Inizia il 15 Novembre c.a. presso il teatro Nuovo Sala Gassman di Civitavecchia, il viaggio tra le musiche e i testi di Franco Califano. Scritto e diretto da Gennaro Testa, lo spettacolo che nasce da un'idea dello stesso regista, è un omaggio al "Califfo" nel primo anniversario della sua scomparsa, ma anche un pretesto per trascorrere ancora un po' di tempo in compagnia di brani e monologhi che ci hanno regalato così tanto. E riscoprirlo sotto una luce completamente diversa.
del 03/11/14 -

Buio e luna piena è uno spettacolo di teatro e musica. Un viaggio che attraversando la vita personale ed artistica del Califfo tenta di restituire o di presentare agli occhi di chi lo ha amato ma anche di chi lo ha fortemente criticato e condannato un Califano per quanto possibile diverso. Lasciare cioè la maggior parte della scena all'artista e all'uomo che egli è stato, e non al personaggio, anche se per moltissimi versi decisamente più affascinante.

**ELENCO DATI:**
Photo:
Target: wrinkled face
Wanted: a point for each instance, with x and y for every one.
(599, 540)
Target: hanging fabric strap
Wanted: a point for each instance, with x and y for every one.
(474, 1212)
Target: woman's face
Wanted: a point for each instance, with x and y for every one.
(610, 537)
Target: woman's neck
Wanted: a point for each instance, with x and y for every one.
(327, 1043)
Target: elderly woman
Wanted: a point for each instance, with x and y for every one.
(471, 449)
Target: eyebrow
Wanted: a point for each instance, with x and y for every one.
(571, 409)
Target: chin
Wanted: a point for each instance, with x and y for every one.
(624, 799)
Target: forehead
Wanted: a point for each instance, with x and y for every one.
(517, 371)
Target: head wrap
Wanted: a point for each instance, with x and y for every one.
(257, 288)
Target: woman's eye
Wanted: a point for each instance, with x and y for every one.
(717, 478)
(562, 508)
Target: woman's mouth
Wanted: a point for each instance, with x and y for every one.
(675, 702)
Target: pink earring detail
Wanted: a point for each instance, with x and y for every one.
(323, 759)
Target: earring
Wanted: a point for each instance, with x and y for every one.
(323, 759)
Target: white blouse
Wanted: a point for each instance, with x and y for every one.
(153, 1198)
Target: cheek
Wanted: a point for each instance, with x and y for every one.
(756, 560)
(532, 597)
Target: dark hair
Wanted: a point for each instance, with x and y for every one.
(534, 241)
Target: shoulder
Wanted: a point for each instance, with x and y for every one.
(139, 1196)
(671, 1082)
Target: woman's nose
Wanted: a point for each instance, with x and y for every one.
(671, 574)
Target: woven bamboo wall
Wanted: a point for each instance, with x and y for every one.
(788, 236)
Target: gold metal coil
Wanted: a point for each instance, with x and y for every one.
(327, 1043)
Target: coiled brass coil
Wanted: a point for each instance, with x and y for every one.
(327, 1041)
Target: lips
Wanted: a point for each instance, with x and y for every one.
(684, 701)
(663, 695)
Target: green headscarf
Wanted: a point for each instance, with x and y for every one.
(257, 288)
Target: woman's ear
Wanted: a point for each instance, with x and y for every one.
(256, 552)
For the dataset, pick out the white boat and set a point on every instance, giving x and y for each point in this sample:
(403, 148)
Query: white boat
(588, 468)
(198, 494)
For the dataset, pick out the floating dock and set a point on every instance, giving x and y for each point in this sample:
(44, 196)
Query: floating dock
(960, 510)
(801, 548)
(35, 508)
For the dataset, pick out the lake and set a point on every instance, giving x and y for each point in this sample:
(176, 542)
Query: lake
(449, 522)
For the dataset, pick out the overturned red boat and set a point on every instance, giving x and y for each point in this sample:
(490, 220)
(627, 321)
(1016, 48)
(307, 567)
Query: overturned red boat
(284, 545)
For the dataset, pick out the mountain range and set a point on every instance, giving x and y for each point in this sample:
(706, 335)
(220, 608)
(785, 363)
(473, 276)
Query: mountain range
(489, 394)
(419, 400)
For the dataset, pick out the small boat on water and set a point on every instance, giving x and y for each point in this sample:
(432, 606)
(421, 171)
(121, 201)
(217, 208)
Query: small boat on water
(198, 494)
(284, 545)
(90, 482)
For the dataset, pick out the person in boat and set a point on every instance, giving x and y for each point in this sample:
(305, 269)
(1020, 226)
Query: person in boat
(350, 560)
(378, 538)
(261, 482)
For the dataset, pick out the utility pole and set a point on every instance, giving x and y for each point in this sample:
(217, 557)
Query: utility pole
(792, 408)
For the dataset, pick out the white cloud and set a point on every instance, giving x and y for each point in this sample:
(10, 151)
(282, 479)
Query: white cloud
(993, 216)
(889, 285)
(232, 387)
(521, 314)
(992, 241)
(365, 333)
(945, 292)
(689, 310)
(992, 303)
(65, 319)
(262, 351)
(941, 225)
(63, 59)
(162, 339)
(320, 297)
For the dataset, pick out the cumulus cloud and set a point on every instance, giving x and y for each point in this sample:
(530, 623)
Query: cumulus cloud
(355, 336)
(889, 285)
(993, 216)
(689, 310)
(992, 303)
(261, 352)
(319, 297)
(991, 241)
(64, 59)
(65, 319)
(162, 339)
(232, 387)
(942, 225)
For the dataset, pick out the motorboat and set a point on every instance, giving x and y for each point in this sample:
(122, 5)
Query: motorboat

**CONSEGNA:**
Per ciascuna affermazione, indica con un sì o un no se concorda con il brano sullo spettacolo dedicato a Califano, riportando tra virgolette le parole del brano che lo provano.
(a) Lo spettacolo è scritto e diretto da Gennaro Testa.
(b) Lo spettacolo si tiene al teatro Nuovo Sala Gassman di Roma.
(c) Lo spettacolo vuole lasciare la maggior parte della scena al personaggio più che all'uomo.

**RISPOSTA:**
(a) Sì: "Scritto e diretto da Gennaro Testa".
(b) No: "presso il teatro Nuovo Sala Gassman di Civitavecchia".
(c) No: "Lasciare cioè la maggior parte della scena all'artista e all'uomo che egli è stato, e non al personaggio".